• _EXERCISE TASK_:
Rewrite the material from the line with "Isolate the fingernail in this frame." up to and including the line with "150,19,300,149", keeping the requests and their format samples as they are. Scale every box coordinate in the answers by 0.25, rounding to whole numbers with halves going up.

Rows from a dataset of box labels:
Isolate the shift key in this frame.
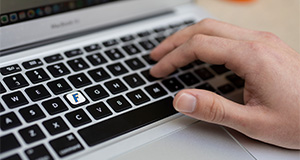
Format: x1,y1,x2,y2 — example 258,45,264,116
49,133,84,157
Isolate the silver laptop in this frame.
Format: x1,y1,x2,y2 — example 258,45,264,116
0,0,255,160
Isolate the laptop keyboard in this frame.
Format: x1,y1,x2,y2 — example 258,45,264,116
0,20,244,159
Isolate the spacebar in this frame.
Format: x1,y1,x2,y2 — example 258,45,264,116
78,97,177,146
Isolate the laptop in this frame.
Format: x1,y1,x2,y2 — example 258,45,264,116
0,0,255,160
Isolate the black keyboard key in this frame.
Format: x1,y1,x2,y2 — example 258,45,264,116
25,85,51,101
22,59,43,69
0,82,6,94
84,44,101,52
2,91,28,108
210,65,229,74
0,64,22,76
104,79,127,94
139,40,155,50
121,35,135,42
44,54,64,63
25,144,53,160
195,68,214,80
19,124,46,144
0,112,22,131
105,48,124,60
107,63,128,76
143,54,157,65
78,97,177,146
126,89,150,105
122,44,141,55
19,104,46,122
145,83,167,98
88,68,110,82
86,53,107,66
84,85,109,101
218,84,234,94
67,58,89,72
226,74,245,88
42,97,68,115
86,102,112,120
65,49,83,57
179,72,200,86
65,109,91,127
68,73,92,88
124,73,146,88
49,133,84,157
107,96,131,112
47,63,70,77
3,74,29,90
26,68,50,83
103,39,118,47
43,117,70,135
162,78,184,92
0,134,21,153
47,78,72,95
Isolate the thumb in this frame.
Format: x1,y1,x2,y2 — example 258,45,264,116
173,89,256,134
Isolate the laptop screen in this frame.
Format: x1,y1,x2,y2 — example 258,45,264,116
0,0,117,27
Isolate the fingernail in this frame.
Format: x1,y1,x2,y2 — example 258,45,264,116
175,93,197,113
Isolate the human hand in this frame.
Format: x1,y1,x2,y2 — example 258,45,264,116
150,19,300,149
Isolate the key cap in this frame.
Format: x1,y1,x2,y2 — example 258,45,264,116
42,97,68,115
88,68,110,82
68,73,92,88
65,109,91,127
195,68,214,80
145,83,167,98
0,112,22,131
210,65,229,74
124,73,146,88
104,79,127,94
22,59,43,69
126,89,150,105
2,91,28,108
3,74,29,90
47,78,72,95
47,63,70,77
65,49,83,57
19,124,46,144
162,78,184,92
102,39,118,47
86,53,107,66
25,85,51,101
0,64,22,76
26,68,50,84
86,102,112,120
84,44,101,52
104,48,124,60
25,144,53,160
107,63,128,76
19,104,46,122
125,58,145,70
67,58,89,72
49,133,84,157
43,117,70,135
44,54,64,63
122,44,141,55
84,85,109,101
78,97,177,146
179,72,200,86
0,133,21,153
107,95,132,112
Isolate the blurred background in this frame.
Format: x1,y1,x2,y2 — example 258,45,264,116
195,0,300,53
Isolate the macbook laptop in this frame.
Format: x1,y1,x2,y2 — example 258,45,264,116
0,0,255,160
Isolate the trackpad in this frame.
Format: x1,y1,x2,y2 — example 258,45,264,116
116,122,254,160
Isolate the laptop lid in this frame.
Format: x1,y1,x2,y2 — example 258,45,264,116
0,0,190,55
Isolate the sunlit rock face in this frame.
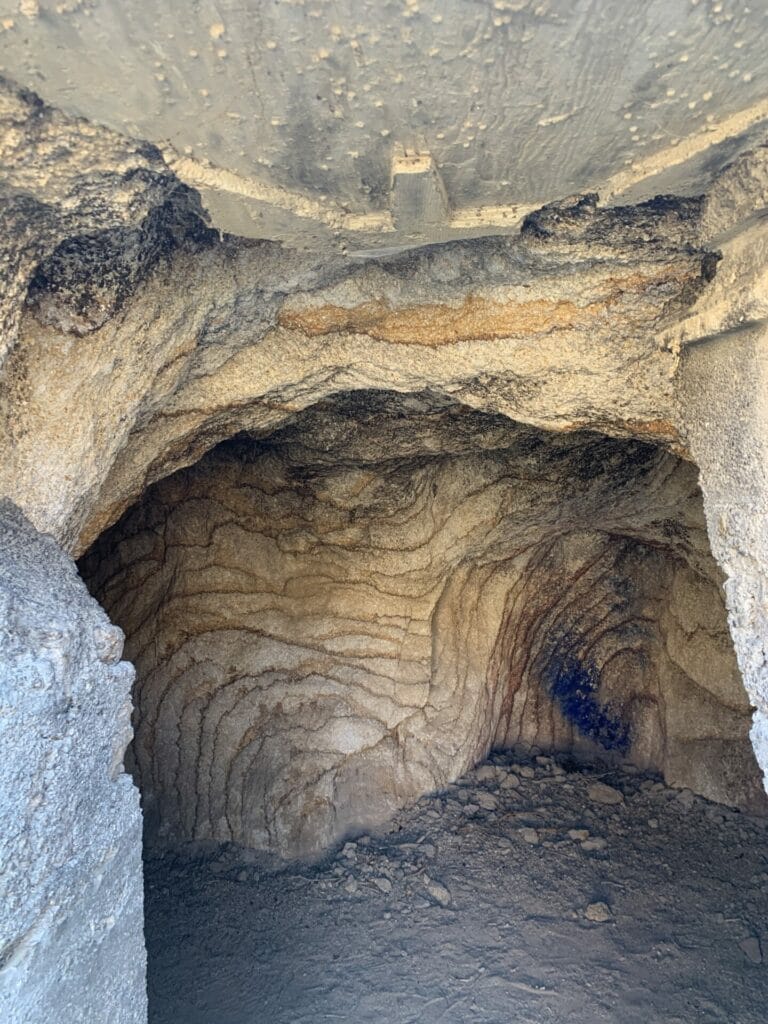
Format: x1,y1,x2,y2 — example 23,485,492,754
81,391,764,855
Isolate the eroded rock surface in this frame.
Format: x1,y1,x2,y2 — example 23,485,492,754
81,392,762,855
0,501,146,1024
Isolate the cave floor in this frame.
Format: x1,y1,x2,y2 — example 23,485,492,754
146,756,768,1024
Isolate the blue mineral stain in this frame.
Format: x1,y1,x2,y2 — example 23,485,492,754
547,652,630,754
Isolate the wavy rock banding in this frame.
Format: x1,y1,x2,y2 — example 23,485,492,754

• _SOLUTION TO THE EXERCISE_:
Isolate the fingernail in this frame.
Format: x1,y1,x2,y2 — example 258,45,264,116
44,23,49,28
Isolate the human hand in this frame.
Format: x1,y1,x2,y2 — example 258,45,264,116
38,5,75,37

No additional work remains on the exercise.